[Given information]

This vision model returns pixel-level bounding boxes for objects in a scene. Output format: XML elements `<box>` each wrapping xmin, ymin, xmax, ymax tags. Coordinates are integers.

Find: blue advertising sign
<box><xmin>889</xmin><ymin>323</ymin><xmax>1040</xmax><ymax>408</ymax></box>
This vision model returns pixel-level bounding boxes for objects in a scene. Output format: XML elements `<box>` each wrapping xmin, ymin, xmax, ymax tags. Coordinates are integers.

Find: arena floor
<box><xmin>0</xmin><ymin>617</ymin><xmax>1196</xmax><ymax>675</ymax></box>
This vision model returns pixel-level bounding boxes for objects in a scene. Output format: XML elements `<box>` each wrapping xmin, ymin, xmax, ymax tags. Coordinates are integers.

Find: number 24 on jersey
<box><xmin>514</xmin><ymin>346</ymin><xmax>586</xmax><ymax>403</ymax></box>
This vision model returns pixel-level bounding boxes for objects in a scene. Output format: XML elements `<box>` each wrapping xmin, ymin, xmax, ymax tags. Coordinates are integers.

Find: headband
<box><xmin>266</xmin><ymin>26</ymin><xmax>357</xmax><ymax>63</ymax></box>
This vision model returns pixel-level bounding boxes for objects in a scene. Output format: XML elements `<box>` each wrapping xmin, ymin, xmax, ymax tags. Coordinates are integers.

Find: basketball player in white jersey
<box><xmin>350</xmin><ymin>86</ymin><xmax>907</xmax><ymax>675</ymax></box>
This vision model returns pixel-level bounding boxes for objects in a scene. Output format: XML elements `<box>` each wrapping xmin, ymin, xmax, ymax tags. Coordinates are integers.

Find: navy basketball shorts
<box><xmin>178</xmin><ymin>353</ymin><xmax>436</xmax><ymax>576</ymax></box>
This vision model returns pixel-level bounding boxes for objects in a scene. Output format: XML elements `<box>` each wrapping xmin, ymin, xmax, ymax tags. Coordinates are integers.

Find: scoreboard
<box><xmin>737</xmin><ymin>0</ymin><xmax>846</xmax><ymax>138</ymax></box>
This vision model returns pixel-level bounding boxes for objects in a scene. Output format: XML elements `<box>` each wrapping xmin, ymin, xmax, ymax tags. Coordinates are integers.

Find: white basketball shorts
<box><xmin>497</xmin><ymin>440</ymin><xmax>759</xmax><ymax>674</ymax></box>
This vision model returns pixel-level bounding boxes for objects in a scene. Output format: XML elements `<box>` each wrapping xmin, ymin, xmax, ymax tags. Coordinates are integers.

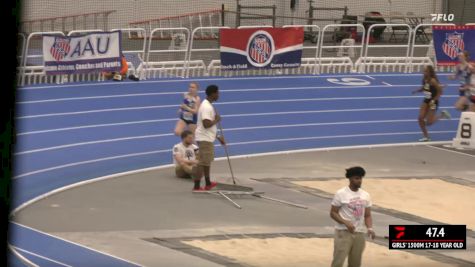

[/Given information]

_What you should do_.
Print every line above once more, exactly. Omit the pictures.

_Written response_.
This vision model returns pixel-level bounding boxes for objects in a scene. Output format: XML elements `<box>` each wrapping xmin, ymin, xmax, ymax tags. Coordinates are integers.

Find: blue advertising sign
<box><xmin>889</xmin><ymin>323</ymin><xmax>1040</xmax><ymax>408</ymax></box>
This vision model returns pixel-level bounding boxes for objects in a scene. Output format: XML elements `<box>` each wrapping xmin, ymin, xmax, ymax tags. Coordinates are integers.

Find: arena floor
<box><xmin>0</xmin><ymin>617</ymin><xmax>1196</xmax><ymax>675</ymax></box>
This vision model returns pixel-level bounding boxes for objects in a scene. Output format: XML elements `<box>` each wrapping xmin, ymin, xmax, ymax tags. Coordinates are integers.

Find: number 24 on jersey
<box><xmin>514</xmin><ymin>346</ymin><xmax>586</xmax><ymax>403</ymax></box>
This vision model returns pixel-level bounding boxes for objects in a scene. Output format: XML elements `<box>` each wrapping xmin, ymin, xmax, ymax tags. Coordinates are integers.

Find: headband
<box><xmin>266</xmin><ymin>26</ymin><xmax>357</xmax><ymax>63</ymax></box>
This vision model returns pixel-level bounding boxes for objects in a scene. Output format: XML elements `<box>` each wrapping xmin, ymin, xmax, ymax tags. Coordinates are integers.

Find: basketball player in white jersey
<box><xmin>350</xmin><ymin>86</ymin><xmax>907</xmax><ymax>675</ymax></box>
This vision model returns pixel-level bounding boxes for objects in a scene. Output format: XML elements `<box>` each wrapping xmin, ymin, xmax, ymax tags. Coordinates are integers.

Find: navy basketball shorts
<box><xmin>178</xmin><ymin>353</ymin><xmax>436</xmax><ymax>576</ymax></box>
This vision model returns pixel-level bounding boxes for objects in a scene. Output format: XML elements `<box>` each wrapping xmin, ymin, xmax, ymax tags. Coordinates are integers.

Find: scoreboard
<box><xmin>737</xmin><ymin>0</ymin><xmax>846</xmax><ymax>138</ymax></box>
This vision model returns pixel-level bounding boxes for objects in a scene. Output format: XML elements `<box>` each wrapping xmin, ymin, xmax, ymax tags. Coordinates are integers.

Find: white basketball shorts
<box><xmin>497</xmin><ymin>440</ymin><xmax>759</xmax><ymax>674</ymax></box>
This vision model returns pixel-level bounding boxes for objects in a scene. Output format: XML elements `<box>` each wrapping xmin, ymin, xmax, ymax tags. Coordinates are integers.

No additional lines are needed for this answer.